▶ Tasks to carry out:
(a) Please answer these from the Agile story:
(i) What made-up unit do some teams use to say when something will be done?
(ii) What is the big screen showing the team's work called?
(iii) What are the rows on these boards called?
(b) List every Agile term that the Agile story sets in quotation marks.

▶ Quoted text:
+ + + +

An Agile Story – a guide to this website

The number of articles here on Agile Fixer is growing all the time. This article is designed to help you navigate to those that may be of particular interest.

Once upon a time, in a wonderful far-off land called “Agile”, there lived a man, who told a tale…

So I work in a biggish company, and we have quite a few software teams. I know some of the tech guys personally, and it’s my job to know how much they collectively cost – and it is a lot. We’ve had a patchy history of building apps and websites in this organisation. Software development seems very hard to do well, with many teams struggling with their processes, and unable to give convincing answers to even the most basic questions about how much work something involves and when it will be done.

In the last few years a lot of our teams have started doing a thing called ‘Agile’, which apparently is a better way than whatever they did before. But it’s certainly no magic bullet – it seems to introduce a lot of confusing jargon; for example, some of these teams now say ‘when something will be done’ using a made-up unit called ‘Story Points’, which doesn’t seem to be any real improvement if I’m honest. Perhaps part of the problem is all the big, long meetings these expensive techie people spend their time in (many of the developers actually complain bitterly about this) – I sure hope they’re using this time wisely.

Agile heaven - it doesn't fix everything

Actually these techies have one meeting that seems a bit different from the others – it’s a quick one in the morning that is often held in an open space, with a lot of people standing up. You only see the techies doing this, nobody else in the organisation; it’s a bit odd, really.

When you watch them in these morning meets nobody seems to take notes, and they’re almost always gathered around a whiteboard, or a big TV screen. Apparently they put a visualisation of the team’s work up on that screen; some teams reckon this visualisation is really critical and think carefully about how to do it well, while others seem to be much more slapdash about it. One of the senior tech managers told me that the teams that take these visualisations more seriously seem to work much better than the rest, both internally and with the rest of the organisation. I wondered why they don’t just make all the teams follow best practice, but there seems to be an ideological reason behind these very different attitudes.

Curious, I chatted to a guy from one of these ‘better’ teams. He gave me a run-through of what’s on their big screen, which is called an ‘Agile Board’. It’s a 2-dimensional grid, basically. There’s a whole bunch of columns, which show you how work is progressing. I asked how they choose the columns, and was told it varies from team-to-team, but that one way to think about it is you first need the steps to get work ready for the developers to start, and then you need the steps for the coding itself, and the testing, until it’s all delivered to the customer. Makes sense.

I told them that in our business unit we don’t have any of that. But perhaps we should – we’re often in a bit of a mess ourselves, truth be told. Our managers try to prioritise our work, but it just seems to create more noise rather than helping. “That’s why we use these Agile Boards – to make it really clear what everyone should be working on” said my tech friend.

So I went and had a closer look at these boards. They’re not just divided into columns, they have rows (called ‘swimlanes’) as well – this seems to be a key part of how they sort out what their real priorities are. One of their key concerns is to make sure people get stuff properly finished before picking up something new (they have some some techniques to help this) – a bit of that discipline would help in my area for sure.

+ + + +

▶ Items:
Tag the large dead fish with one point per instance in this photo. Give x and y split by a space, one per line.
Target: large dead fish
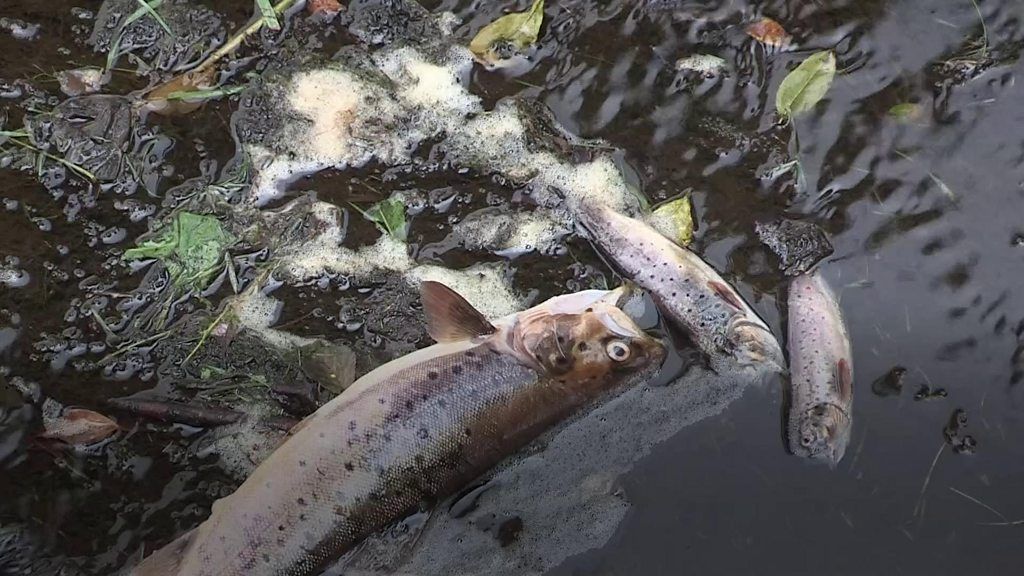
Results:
820 372
688 290
413 432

+ + + +

▶ Results for each task:
(a)
(i) Story Points
(ii) An Agile Board
(iii) Swimlanes

(b)
- Agile
- Story Points
- Agile Board
- swimlanes